DOCUMENTO ::
------------------------------

Nomina dell’Ing. Sandro Buzzi a Socio Onorario AICAP

Si riporta la motivazione con cui è stata conferita all’Ing. Sandro Buzzi la Medaglia di Socio Onorario dell’Associazione in occasione delle Giornate A.I.C.A.P. 2011 di Padova il giorno 19 maggio 2011, a cura del Consigliere Delegato AITEC dott. Giuseppe Schlitzer

 

Desidero ringraziare il Prof. Sanpaolesi, Presidente dell’AICAP, per avermi concesso l’opportunità – e l’onore – di presentare oggi il Cav. del lavoro Sandro Buzzi in occasione della sua nomina a Socio Onorario.

 

Sandro Buzzi è una figura carismatica per il settore che io rappresento, quello del cemento. Notoria è la sua forte propensione a ricercare e sperimentare nuovi soluzioni e tecnologie, anche nel campo dell’ingegneria strutturale, alla continua ricerca delle migliori applicazioni per il calcestruzzo.

------------------------------

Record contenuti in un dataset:
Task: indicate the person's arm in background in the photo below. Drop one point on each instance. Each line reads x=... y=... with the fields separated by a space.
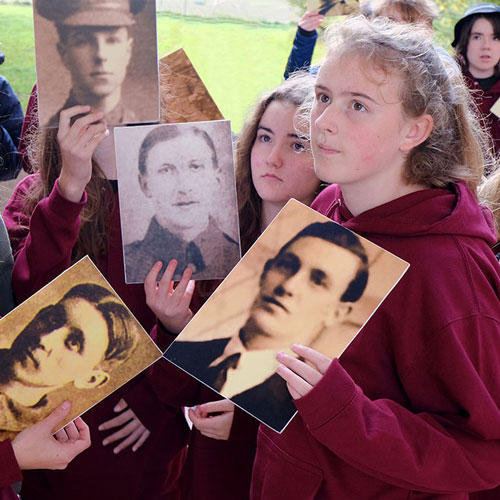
x=304 y=43
x=11 y=121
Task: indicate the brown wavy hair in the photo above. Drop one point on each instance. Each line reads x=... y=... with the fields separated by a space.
x=45 y=158
x=296 y=90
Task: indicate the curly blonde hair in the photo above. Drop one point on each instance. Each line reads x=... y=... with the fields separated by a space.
x=458 y=148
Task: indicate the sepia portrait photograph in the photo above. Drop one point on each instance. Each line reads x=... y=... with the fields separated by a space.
x=178 y=198
x=334 y=7
x=306 y=280
x=73 y=340
x=184 y=97
x=100 y=53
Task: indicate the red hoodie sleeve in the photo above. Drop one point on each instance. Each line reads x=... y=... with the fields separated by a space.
x=41 y=244
x=452 y=447
x=9 y=469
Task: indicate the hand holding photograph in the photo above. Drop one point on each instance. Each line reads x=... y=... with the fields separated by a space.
x=332 y=8
x=74 y=339
x=100 y=53
x=178 y=198
x=306 y=280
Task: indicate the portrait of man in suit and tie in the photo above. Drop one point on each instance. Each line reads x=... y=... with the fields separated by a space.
x=178 y=199
x=309 y=285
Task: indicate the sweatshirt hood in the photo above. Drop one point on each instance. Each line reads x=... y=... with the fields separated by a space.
x=453 y=211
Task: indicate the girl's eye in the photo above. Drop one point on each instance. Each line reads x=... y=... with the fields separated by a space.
x=357 y=106
x=298 y=147
x=323 y=98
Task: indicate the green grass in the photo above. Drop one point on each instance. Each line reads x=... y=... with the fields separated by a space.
x=236 y=60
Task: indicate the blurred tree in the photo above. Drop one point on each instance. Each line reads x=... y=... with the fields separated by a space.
x=450 y=12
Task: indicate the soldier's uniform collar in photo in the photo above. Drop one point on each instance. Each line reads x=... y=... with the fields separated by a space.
x=90 y=12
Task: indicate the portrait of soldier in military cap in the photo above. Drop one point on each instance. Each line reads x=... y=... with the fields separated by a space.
x=101 y=53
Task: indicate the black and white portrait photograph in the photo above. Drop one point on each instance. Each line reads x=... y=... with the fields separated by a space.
x=334 y=7
x=74 y=339
x=178 y=198
x=306 y=280
x=100 y=53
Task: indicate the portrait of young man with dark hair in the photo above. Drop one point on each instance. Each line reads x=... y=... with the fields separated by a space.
x=94 y=42
x=308 y=286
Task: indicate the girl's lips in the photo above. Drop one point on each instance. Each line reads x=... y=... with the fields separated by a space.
x=271 y=176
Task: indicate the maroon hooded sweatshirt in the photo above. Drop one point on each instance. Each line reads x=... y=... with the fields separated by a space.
x=411 y=410
x=42 y=243
x=9 y=471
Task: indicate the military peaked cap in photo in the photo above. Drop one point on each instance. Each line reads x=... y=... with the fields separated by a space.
x=90 y=12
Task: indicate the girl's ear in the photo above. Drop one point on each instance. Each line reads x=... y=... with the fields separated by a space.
x=417 y=131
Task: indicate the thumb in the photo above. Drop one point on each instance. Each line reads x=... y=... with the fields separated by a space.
x=57 y=416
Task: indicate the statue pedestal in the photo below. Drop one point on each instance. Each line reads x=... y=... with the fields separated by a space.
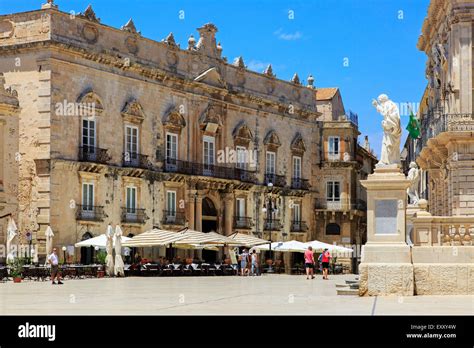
x=386 y=266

------------------------------

COMPITI DA SVOLGERE ::
(1) Secondo il testo sulla nomina di Sandro Buzzi, in quale città si sono tenute le Giornate A.I.C.A.P. 2011?
(2) Prosegui il testo sulla nomina di Sandro Buzzi dopo la sua ultima frase.
Il materiale non è necessario.

SOLUZIONI ::
(1) Padova.

(2)
 

Laureatosi in Ingegneria chimica, Sandro Buzzi entra nel gruppo di famiglia (F.lli Buzzi) nel 1956 e progetta impianti innovativi contribuendo a far conoscere l’azienda all’estero. Diventa Direttore tecnico nel 1965, Amministratore delegato nel 1971 e infine Presidente nel 1977, quando l’azienda è già un gruppo multinazionale (Gruppo Buzzi).

 

Il grande salto avviene però tra il 1997 e il 1998 con l’acquisizione della Unicem, che porterà l’azienda ad una capacità produttiva di circa 15 milioni di tonnellate di cemento l’anno.

 

Un altro passaggio  importante, sempre sotto la guida di Sandro Buzzi, avviene nel 2002 con l’acquisizione della Dyckerhoff AG, azienda leader in Germania e settimo produttore mondiale di cemento. Con quest’ultima acquisizione il gruppo (Buzzi Unicem SpA) diventa un colosso da 3,5 miliardi di euro di fatturato, oltre 40 stabilimenti sparsi per il mondo, 12.000 dipendenti.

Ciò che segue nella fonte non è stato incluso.